[Selected text Boundary: Start]

After setting these model parameters, you need to run the following train model API to start training your model with your dataset and the training parameters:

lookout_model.train()

You get the following response:

{'ModelArn': 'arn:aws:lookoutequipment:ap-northeast-2:<accountid>:model/wind-turbine-PR-v1/fac217a9-8855-4931-95f9-dd47f0af1ec5',
 'Status': 'IN_PROGRESS',
 'ResponseMetadata': {'RequestId': '3d385895-c62e-4126-9622-38f0ebed9715',
  'HTTPStatusCode': 200,
  'HTTPHeaders': {'x-amzn-requestid': '3d385895-c62e-4126-9622-38f0ebed9715',
   'content-type': 'application/x-amz-json-1.0',
   'content-length': '152',
   'date': 'Thu, 25 Mar 2021 21:27:05 GMT'},
  'RetryAttempts': 0}}

Alternatively, you can go to the Amazon Lookout for Equipment console and monitor the training after you create the model.

The sample turbine dataset we provide in our example has millions of data points. Training takes approximately 2.5 hours.

Evaluate the trained model

After a model is trained, Amazon Lookout for Equipment evaluates its performance and displays the results. It provides an overview of the performance and detailed information about the abnormal equipment behavior events and how well the model performed when detecting those. With the data and failure labels that you provided for training and evaluating the model, Amazon Lookout for Equipment reports how many times the model’s predictions were true positives. It also reports the average forewarning time across all true positives. Additionally, it reports the false positive results generated by the model, along with the duration of the non-event.

For more information about performance evaluation, see Evaluating the output.

Review training diagnostics

Run the following code to generate the training diagnostics. Refer to the accompanying notebook for the complete code block to run for this step.

LookoutDiagnostics = lookout.LookoutEquipmentAnalysis(model_name=MODEL_NAME, tags_df=df, region_name=REGION_NAME)
LookoutDiagnostics.set_time_periods(evaluation_start, evaluation_end, training_start, training_end)
predicted_ranges = LookoutDiagnostics.get_predictions()

The results returned show the percentage contribution of each feature towards the abnormal equipment prediction for the corresponding date range.

Create an inference scheduler in Amazon Lookout for Equipment

In this step, we show you how the CreateInferenceScheduler API creates a scheduler and starts it—this starts costing you right away. Scheduling an inference is setting up a continuous real-time inference plan to analyze new measurement data. When setting up the scheduler, you provide an S3 bucket location for the input data, assign it a delimiter between separate entries in the data, set an offset delay if desired, and set the frequency of inference. You must also provide an S3 bucket location for the output data. Run the following notebook section to run inference on the model to create an inference scheduler:

scheduler = lookout.LookoutEquipmentScheduler(
scheduler_name=INFERENCE_SCHEDULER_NAME,
model_name=MODEL_NAME_FOR_CREATING_INFERENCE_SCHEDULER,
region_name=REGION_NAME
)

[Selected text Boundary: End]
[Dataset content Boundary: Start]

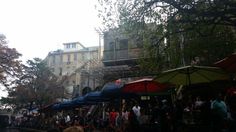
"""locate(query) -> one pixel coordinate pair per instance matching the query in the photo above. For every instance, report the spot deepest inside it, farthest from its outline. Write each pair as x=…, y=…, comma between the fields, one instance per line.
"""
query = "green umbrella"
x=191, y=75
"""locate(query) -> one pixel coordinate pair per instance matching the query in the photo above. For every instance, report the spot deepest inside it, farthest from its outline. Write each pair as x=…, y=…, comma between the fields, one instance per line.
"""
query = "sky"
x=36, y=27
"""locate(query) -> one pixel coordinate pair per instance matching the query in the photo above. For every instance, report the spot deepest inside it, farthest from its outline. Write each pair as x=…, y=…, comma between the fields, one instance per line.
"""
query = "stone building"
x=75, y=64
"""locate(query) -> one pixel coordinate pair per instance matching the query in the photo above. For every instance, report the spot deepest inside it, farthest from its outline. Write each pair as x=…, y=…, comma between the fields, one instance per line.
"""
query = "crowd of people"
x=159, y=115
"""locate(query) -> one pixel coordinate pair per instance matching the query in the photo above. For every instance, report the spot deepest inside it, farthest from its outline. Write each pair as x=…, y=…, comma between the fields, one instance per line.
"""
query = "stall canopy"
x=144, y=86
x=111, y=90
x=192, y=75
x=228, y=63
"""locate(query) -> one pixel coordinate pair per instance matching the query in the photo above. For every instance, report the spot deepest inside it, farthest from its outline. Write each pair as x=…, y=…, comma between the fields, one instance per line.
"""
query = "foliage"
x=176, y=32
x=37, y=85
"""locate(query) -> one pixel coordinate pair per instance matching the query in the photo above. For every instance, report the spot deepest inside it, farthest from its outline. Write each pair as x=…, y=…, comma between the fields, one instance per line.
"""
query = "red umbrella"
x=143, y=86
x=228, y=63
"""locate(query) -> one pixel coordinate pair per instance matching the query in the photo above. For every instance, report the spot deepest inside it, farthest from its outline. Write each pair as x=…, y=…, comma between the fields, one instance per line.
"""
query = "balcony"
x=121, y=57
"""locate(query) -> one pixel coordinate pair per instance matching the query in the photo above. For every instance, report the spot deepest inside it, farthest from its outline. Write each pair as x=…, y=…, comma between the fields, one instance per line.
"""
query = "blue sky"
x=36, y=27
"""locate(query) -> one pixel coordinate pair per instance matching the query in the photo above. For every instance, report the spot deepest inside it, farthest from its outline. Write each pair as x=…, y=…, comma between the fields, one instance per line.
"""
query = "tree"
x=10, y=65
x=177, y=32
x=37, y=85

[Dataset content Boundary: End]

■ What to do ■
Extend the Amazon Lookout for Equipment walkthrough, starting after its final code block, which creates the inference scheduler. The material above is not required for the work that follows.

■ Answer section ■
scheduler_params = {
'input_bucket': INFERENCE_DATA_SOURCE_BUCKET,
'input_prefix': INFERENCE_DATA_SOURCE_PREFIX,
'output_bucket': INFERENCE_DATA_OUTPUT_BUCKET,
'output_prefix': INFERENCE_DATA_OUTPUT_PREFIX,
'role_arn': ROLE_ARN_FOR_INFERENCE,
'upload_frequency': DATA_UPLOAD_FREQUENCY,
'delay_offset': DATA_DELAY_OFFSET_IN_MINUTES,
'timezone_offset': INPUT_TIMEZONE_OFFSET,
'component_delimiter': COMPONENT_TIMESTAMP_DELIMITER,
'timestamp_format': TIMESTAMP_FORMAT
}

scheduler.set_parameters(**scheduler_params)

After you create an inference scheduler, the next step is to create some sample datasets for inference.

Prepare the inference data

Run through the notebook steps to prepare the inference data. Let’s load the tags description; this dataset comes with a data description file. From here, we can collect the list of components (subsystem column) if required. We use the tag metadata from the data descriptions as a point of reference for our interpretation. We use the tag names to construct a list that Amazon A2I uses. For more details, refer to the section Set up Amazon A2I to review predictions from Amazon Lookout for Equipment in this post.

To build our sample inference dataset, we extract the last 2 hours of data from the evaluation period of the original time series. Specifically, we create three CSV files containing simulated real-time tags for our turbine 10 minutes apart. These are all stored in Amazon S3 in the inference-a2i folder. Now that we’ve prepared the data, create the scheduler by running the following code:

create_scheduler_response = scheduler.create()

You get the following response:

===== Polling Inference Scheduler Status =====

Scheduler Status: PENDING
Scheduler Status: RUNNING

===== End of Polling Inference Scheduler Status =====

Alternatively, on the Amazon Lookout for Equipment console, go to the Inference schedule settings section of your trained model and set up a scheduler by providing the necessary parameters.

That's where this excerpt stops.